### Excerpted passage
OBITUARY: Jules Konopinski, last anti-fascist to fight with the 43 Group and the 62 Group

By Searchlight Team

By Daniel Sonabend, historian of the 43 group

Jules Konopinski – veteran anti-fascist 

On the 11 September 1949, the militant anti-fascist 43 Group, alongside communist allies, held a meeting outside Hackney Town Hall, preventing a march of Oswald Mosley’s Union Movement from commencing there. However, Geoffrey Bernerd, the 43 Group’s co-chairman, found himself confronted by an opponent more intimidating than any fascist – the mother of Group member “Mad” Jules Konopinski.

Jules, who has passed away at the age of 93, watched in horror as his mother berated Bernerd in her thick central European accent, holding his influence responsible for her son’s activities over the past three years. Jules had joined the 43 Group when he was just 16, had left to fight in Israel’s War of Independence when he was 18 and, returning to Britain a year later, had immediately resumed fighting fascism. But, as Bernerd tried to protest, he had just as little influence over Jules’s decisions as Jules’s mother.

Born in Breslau, Germany in 1930, Julius Hillel Konopinski, was the only son of Tauba and Isaac (their second son Leonard was born sixteen years later). Breslau was a hotbed of Nazi activity; Jules had early memories of witnessing anti-Semitic incidents, and his parents were desperate to flee. Whilst returning from collecting visas from the US embassy on the eve of Yom Kippur in 1938, Isaac was arrested by the Gestapo. Somehow, he managed to escape their custody and fled to London on a one-week visa.

A cousin in Forest Hill hid him in his London flat and helped get word to Tauba who assumed her husband dead. She began liquidating the family’s assets; they had a very successful hat-making business and, less the heavy Jew-Tax the Nazis demanded, they escaped to Poland with her remaining money hidden in Jules’s clothes. It took almost a year for them to receive the necessary permits for travelling to Britain, finally arriving in September 1939 on one of the last ships carrying refugees from the continent.

### Extracted information
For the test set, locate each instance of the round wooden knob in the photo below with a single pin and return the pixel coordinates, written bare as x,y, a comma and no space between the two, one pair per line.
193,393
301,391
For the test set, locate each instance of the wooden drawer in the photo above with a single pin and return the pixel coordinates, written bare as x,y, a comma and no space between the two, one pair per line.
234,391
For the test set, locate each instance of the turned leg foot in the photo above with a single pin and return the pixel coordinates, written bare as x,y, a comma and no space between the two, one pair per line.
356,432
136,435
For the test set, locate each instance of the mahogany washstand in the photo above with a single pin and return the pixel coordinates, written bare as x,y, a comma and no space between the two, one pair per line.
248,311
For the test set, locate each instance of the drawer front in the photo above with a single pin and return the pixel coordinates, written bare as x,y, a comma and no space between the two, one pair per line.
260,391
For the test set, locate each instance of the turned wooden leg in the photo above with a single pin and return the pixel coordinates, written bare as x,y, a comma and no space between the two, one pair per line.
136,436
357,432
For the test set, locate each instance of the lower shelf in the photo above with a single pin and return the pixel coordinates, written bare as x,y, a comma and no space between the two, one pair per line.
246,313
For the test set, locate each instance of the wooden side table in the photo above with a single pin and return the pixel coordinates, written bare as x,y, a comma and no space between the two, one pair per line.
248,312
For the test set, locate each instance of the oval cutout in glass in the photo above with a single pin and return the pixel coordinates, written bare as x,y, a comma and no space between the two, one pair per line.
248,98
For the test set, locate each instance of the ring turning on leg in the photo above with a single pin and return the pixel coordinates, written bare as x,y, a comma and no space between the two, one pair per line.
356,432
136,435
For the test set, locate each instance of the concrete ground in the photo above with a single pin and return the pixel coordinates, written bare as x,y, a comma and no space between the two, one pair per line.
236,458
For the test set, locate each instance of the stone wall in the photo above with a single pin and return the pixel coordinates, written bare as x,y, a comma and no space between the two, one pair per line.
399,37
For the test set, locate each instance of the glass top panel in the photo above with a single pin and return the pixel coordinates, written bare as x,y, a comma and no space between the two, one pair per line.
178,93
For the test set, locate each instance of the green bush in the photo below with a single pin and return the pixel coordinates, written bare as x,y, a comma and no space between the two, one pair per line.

### Tasks to complete
1. From the obituary above, return the passage starting with "Born in Breslau, Germany" and going on through "a one-week visa.", copied word for word.
2. Translate this sentence from the Konopinski obituary into Spanish: "Somehow, he managed to escape their custody and fled to London on a one-week visa."
3. Write what comes next in the obituary of Jules Konopinski, picking up after its final sentence.

### Solved problems
1.
Born in Breslau, Germany in 1930, Julius Hillel Konopinski, was the only son of Tauba and Isaac (their second son Leonard was born sixteen years later). Breslau was a hotbed of Nazi activity; Jules had early memories of witnessing anti-Semitic incidents, and his parents were desperate to flee. Whilst returning from collecting visas from the US embassy on the eve of Yom Kippur in 1938, Isaac was arrested by the Gestapo. Somehow, he managed to escape their custody and fled to London on a one-week visa.

2. De alguna manera, logró escapar de su custodia y huyó a Londres con un visado de una semana.

3.
Nine-year old Jules spoke no English, something his parents were desperate to correct. The evacuation meant most schools were closed, but an east London convent was providing lessons to some poor Jewish girls, and the nuns agreed to teach Jules on the condition that he also learn the catechism and say Catholic prayers. Within a year, Jules had enough English to earn a scholarship to Parmiter’s School.

Located in Bethnal Green, the pre-war stomping of the deeply antisemitic Imperial Fascist League, Jules found himself the target of playground abuse. Confronting this head on, Jules took to standing in a crater in Victoria Park near his school every morning, challenging anyone who dared insult him to a fight. When his family moved to Clapton, Jules moved to the Hackney Downs School, which had a large Jewish attendance, including a young Harold Pinter who Jules helped study for his English matriculation exams.

When the war ended and returning ex-servicemen were prioritised for university places, Jules decided to leave school and begin an apprenticeship as a leather worker, whilst membership of the Hackney Boys Club provided him with a thriving social life.

In 1946, east London Jews were very aware of the attempt by British fascists to resurrect their movement, through engaging in street politics and targeting the Jewish community once again, and there was deep frustration that the authorities were not intervening. Jules, who had witnessed first-hand as a child what happens when fascists are not dealt with, thought this was an outrage. Thus, when news percolated through to him via the Boys Club that a Jewish anti-fascist organisation had been established to tackle the fascists directly, he was keen to join.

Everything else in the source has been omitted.